- **GIVEN REQUEST**
Repeat every one of the lines below verbatim, changing no character.

[Stored records]
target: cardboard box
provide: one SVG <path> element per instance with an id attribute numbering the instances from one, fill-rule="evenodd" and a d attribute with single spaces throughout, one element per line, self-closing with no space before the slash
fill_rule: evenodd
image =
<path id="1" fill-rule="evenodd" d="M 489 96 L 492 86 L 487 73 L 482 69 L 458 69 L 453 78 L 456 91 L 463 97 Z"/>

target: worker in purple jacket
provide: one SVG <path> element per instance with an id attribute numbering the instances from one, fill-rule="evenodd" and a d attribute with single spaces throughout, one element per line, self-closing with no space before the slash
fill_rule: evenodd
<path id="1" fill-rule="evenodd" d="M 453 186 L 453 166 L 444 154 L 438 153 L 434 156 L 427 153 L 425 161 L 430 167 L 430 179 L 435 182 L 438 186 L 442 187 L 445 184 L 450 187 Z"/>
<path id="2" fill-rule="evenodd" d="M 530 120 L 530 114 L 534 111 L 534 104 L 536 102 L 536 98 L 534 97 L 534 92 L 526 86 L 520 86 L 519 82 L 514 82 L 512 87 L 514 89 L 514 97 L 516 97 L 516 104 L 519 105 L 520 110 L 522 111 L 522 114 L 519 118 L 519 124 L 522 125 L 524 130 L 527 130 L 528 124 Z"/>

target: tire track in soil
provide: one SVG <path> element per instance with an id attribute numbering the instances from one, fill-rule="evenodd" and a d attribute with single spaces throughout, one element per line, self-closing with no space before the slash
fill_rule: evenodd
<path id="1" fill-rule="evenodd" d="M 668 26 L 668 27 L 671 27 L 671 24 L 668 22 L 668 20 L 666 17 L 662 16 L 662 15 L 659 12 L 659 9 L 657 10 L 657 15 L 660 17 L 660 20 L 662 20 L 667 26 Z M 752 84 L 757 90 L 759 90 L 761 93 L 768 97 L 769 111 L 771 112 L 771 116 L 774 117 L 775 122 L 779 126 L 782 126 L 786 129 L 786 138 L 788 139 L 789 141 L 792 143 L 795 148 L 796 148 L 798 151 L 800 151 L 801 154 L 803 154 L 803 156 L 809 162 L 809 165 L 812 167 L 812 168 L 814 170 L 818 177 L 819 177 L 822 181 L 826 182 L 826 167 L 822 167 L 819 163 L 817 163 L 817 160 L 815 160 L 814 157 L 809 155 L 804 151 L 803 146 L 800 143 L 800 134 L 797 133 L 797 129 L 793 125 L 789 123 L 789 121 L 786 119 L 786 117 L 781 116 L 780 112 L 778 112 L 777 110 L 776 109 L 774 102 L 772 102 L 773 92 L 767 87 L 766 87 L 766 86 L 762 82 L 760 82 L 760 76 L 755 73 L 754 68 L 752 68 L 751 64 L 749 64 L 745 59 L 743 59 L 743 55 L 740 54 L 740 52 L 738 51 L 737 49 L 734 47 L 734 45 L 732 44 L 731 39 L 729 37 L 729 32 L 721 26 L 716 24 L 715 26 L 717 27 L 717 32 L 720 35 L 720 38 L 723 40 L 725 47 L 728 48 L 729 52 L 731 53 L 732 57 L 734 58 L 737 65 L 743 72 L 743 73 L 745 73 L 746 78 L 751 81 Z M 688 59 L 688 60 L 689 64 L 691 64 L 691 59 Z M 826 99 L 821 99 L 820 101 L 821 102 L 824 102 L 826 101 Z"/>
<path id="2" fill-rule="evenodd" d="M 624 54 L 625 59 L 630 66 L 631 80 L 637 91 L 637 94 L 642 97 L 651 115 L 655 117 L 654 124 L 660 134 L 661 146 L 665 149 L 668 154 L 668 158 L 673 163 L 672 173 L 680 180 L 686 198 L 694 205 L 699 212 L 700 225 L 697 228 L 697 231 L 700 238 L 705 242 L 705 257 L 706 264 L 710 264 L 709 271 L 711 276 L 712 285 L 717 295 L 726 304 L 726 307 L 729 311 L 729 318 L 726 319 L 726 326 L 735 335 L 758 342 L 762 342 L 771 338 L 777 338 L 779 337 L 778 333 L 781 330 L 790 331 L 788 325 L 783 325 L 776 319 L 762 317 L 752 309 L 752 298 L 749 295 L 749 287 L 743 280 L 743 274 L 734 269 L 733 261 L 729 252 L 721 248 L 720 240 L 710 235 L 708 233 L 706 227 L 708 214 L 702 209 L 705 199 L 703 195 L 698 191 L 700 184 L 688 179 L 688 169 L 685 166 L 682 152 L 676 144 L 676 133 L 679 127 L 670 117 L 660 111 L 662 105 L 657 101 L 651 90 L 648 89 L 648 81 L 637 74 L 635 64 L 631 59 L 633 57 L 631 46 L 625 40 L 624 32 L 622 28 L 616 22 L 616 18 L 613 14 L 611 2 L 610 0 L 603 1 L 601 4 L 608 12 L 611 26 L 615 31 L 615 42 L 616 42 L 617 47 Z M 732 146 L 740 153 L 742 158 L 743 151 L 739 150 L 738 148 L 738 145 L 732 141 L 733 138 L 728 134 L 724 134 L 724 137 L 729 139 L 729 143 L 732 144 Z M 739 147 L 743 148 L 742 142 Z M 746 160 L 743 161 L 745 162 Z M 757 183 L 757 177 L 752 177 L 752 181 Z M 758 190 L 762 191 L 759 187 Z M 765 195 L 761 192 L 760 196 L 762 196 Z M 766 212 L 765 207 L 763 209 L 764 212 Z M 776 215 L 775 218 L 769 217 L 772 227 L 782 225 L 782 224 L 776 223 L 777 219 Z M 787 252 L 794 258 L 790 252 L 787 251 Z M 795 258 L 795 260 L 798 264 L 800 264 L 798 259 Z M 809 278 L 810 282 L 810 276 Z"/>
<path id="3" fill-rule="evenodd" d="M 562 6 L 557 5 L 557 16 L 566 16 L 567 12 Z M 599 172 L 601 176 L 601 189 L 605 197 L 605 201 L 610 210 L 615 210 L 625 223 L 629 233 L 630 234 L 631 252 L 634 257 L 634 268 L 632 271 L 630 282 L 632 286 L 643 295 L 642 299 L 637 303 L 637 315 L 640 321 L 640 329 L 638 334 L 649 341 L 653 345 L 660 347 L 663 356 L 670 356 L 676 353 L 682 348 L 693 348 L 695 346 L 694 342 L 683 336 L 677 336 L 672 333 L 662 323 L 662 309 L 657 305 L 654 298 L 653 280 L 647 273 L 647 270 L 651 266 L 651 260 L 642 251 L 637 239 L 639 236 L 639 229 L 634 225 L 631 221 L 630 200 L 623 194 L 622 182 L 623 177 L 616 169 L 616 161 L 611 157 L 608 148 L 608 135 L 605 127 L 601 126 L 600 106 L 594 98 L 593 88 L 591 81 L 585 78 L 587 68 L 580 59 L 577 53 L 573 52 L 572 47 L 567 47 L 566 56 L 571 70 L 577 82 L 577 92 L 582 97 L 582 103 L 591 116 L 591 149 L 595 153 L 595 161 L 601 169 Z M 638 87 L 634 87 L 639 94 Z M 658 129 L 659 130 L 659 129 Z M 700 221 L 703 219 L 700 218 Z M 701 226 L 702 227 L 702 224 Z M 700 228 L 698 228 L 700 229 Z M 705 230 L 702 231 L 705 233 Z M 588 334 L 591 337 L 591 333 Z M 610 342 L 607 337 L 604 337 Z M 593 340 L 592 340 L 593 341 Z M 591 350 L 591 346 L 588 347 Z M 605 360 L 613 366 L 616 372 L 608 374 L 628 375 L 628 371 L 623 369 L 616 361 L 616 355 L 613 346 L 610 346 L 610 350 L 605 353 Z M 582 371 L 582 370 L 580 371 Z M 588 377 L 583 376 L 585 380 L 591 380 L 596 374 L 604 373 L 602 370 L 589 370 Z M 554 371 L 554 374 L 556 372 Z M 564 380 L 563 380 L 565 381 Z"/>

- **COMPLETE ANSWER**
target: cardboard box
provide: one SVG <path> element per instance with an id attribute numbering the instances from one, fill-rule="evenodd" and a d attribute with single spaces throughout, one element per line, self-closing with no space before the slash
fill_rule: evenodd
image =
<path id="1" fill-rule="evenodd" d="M 489 96 L 492 86 L 487 73 L 482 69 L 458 69 L 453 78 L 456 91 L 463 97 Z"/>

target: worker in purple jacket
provide: one SVG <path> element per instance with an id attribute numbering the instances from one, fill-rule="evenodd" and a d attribute with single spaces throughout, one element per line, self-closing with no space before the slash
fill_rule: evenodd
<path id="1" fill-rule="evenodd" d="M 453 186 L 453 166 L 444 154 L 438 153 L 434 156 L 427 153 L 425 161 L 430 167 L 430 179 L 435 182 L 438 186 L 442 187 L 445 184 L 450 187 Z"/>
<path id="2" fill-rule="evenodd" d="M 530 120 L 530 114 L 534 111 L 534 104 L 536 102 L 536 98 L 534 97 L 534 92 L 526 86 L 520 86 L 519 82 L 514 82 L 512 87 L 514 89 L 514 97 L 516 97 L 516 104 L 519 105 L 520 110 L 522 111 L 522 114 L 519 118 L 519 124 L 522 125 L 524 130 L 527 130 L 528 124 Z"/>

target: tire track in soil
provide: one SVG <path> element per instance with an id attribute numbering the instances from one, fill-rule="evenodd" and a d attribute with single spaces throughout, one element per line, self-closing with no space before the slash
fill_rule: evenodd
<path id="1" fill-rule="evenodd" d="M 668 26 L 668 27 L 671 27 L 671 24 L 668 22 L 668 20 L 666 17 L 662 16 L 662 15 L 659 12 L 659 9 L 657 10 L 657 15 L 660 17 L 660 20 L 662 20 L 667 26 Z M 752 84 L 757 90 L 759 90 L 761 93 L 768 97 L 769 111 L 771 112 L 771 116 L 774 117 L 775 122 L 779 126 L 782 126 L 786 129 L 786 138 L 788 139 L 789 141 L 792 143 L 795 148 L 796 148 L 798 151 L 800 151 L 801 154 L 803 154 L 803 156 L 809 162 L 809 165 L 812 167 L 812 168 L 814 170 L 818 177 L 819 177 L 822 181 L 826 182 L 826 167 L 822 167 L 819 163 L 817 163 L 817 160 L 815 160 L 814 157 L 809 155 L 804 151 L 803 146 L 800 143 L 800 134 L 797 133 L 797 129 L 793 125 L 789 123 L 789 121 L 786 119 L 786 117 L 781 116 L 780 112 L 778 112 L 777 110 L 776 109 L 774 102 L 772 102 L 773 92 L 767 87 L 766 87 L 766 86 L 762 82 L 760 82 L 760 76 L 755 73 L 754 68 L 752 68 L 751 64 L 749 64 L 745 59 L 743 59 L 743 55 L 740 54 L 740 52 L 738 51 L 737 49 L 734 47 L 734 45 L 732 44 L 731 39 L 729 37 L 729 32 L 721 26 L 716 24 L 715 26 L 717 27 L 717 32 L 720 35 L 720 38 L 723 40 L 725 47 L 728 48 L 729 52 L 731 53 L 732 57 L 734 58 L 737 65 L 743 72 L 743 73 L 745 73 L 746 78 L 751 81 Z M 688 59 L 688 60 L 689 64 L 691 64 L 691 59 Z M 826 99 L 821 99 L 820 101 L 821 102 L 824 102 L 826 101 Z"/>
<path id="2" fill-rule="evenodd" d="M 624 54 L 625 59 L 630 66 L 631 80 L 637 91 L 637 94 L 642 97 L 651 115 L 655 117 L 654 124 L 660 134 L 661 146 L 665 149 L 668 154 L 668 158 L 673 163 L 672 173 L 680 180 L 686 198 L 694 205 L 699 212 L 700 225 L 697 228 L 697 231 L 700 238 L 705 242 L 705 257 L 706 264 L 710 264 L 709 271 L 711 276 L 712 285 L 717 295 L 726 304 L 726 307 L 729 311 L 729 318 L 726 319 L 726 326 L 735 335 L 758 342 L 762 342 L 771 338 L 777 338 L 779 337 L 778 333 L 781 330 L 790 331 L 788 325 L 783 325 L 776 319 L 762 317 L 752 309 L 752 298 L 749 295 L 749 287 L 743 280 L 743 274 L 734 269 L 733 261 L 729 252 L 721 248 L 720 240 L 710 235 L 708 233 L 706 227 L 708 214 L 702 209 L 705 199 L 703 195 L 698 191 L 700 184 L 688 179 L 688 169 L 685 166 L 682 152 L 676 144 L 676 133 L 679 127 L 670 117 L 660 111 L 662 105 L 657 101 L 651 90 L 648 89 L 648 81 L 637 74 L 635 64 L 631 59 L 633 57 L 631 46 L 625 40 L 624 32 L 622 28 L 616 22 L 616 18 L 613 14 L 611 2 L 610 0 L 603 1 L 601 4 L 608 12 L 611 26 L 615 31 L 615 42 L 616 42 L 617 47 Z M 732 146 L 740 153 L 742 158 L 743 151 L 739 150 L 738 148 L 738 145 L 732 141 L 733 138 L 728 134 L 724 134 L 724 137 L 729 139 L 729 143 L 732 144 Z M 739 147 L 743 148 L 742 142 Z M 746 160 L 743 161 L 745 162 Z M 757 183 L 757 177 L 752 177 L 752 181 Z M 758 190 L 762 191 L 759 187 Z M 765 195 L 761 192 L 760 196 L 762 196 Z M 766 212 L 765 207 L 763 209 L 764 212 Z M 776 215 L 775 218 L 769 217 L 772 227 L 782 225 L 782 224 L 776 223 L 777 219 Z M 787 252 L 794 258 L 790 252 L 787 251 Z M 795 258 L 795 260 L 798 264 L 800 264 L 798 259 Z M 809 278 L 810 282 L 810 276 Z"/>
<path id="3" fill-rule="evenodd" d="M 562 6 L 557 5 L 557 16 L 566 16 L 567 12 Z M 599 172 L 601 176 L 601 189 L 605 197 L 605 201 L 610 210 L 615 210 L 625 223 L 629 233 L 630 234 L 631 252 L 634 257 L 634 268 L 632 271 L 630 282 L 632 286 L 643 295 L 642 299 L 637 303 L 637 315 L 640 321 L 640 329 L 638 334 L 649 341 L 653 345 L 660 347 L 663 356 L 670 356 L 676 353 L 682 348 L 693 348 L 695 346 L 694 342 L 683 336 L 677 336 L 672 333 L 662 323 L 662 309 L 657 305 L 654 298 L 653 280 L 647 273 L 647 270 L 651 266 L 651 260 L 642 251 L 637 239 L 639 236 L 639 229 L 634 225 L 631 221 L 630 200 L 623 194 L 622 182 L 623 177 L 616 169 L 616 161 L 611 157 L 608 148 L 608 135 L 605 127 L 601 126 L 600 106 L 594 98 L 593 88 L 591 81 L 585 78 L 587 68 L 580 59 L 577 53 L 573 52 L 572 47 L 567 47 L 566 56 L 571 70 L 577 82 L 577 92 L 582 97 L 582 103 L 591 116 L 591 149 L 595 153 L 595 161 L 601 169 Z M 638 87 L 634 87 L 639 94 Z M 658 129 L 659 130 L 659 129 Z M 700 221 L 703 219 L 700 218 Z M 701 226 L 702 227 L 702 224 Z M 700 228 L 698 228 L 700 229 Z M 705 230 L 702 231 L 705 233 Z M 588 334 L 591 337 L 591 333 Z M 610 342 L 607 337 L 604 337 Z M 593 340 L 592 340 L 593 341 Z M 591 350 L 591 346 L 588 347 Z M 605 360 L 613 366 L 616 372 L 608 374 L 628 375 L 628 371 L 623 369 L 616 361 L 616 355 L 613 346 L 610 346 L 610 350 L 605 353 Z M 582 371 L 582 370 L 580 371 Z M 588 377 L 583 376 L 585 380 L 591 380 L 596 374 L 604 373 L 602 370 L 589 370 Z M 554 371 L 554 374 L 556 372 Z M 564 380 L 563 380 L 565 381 Z"/>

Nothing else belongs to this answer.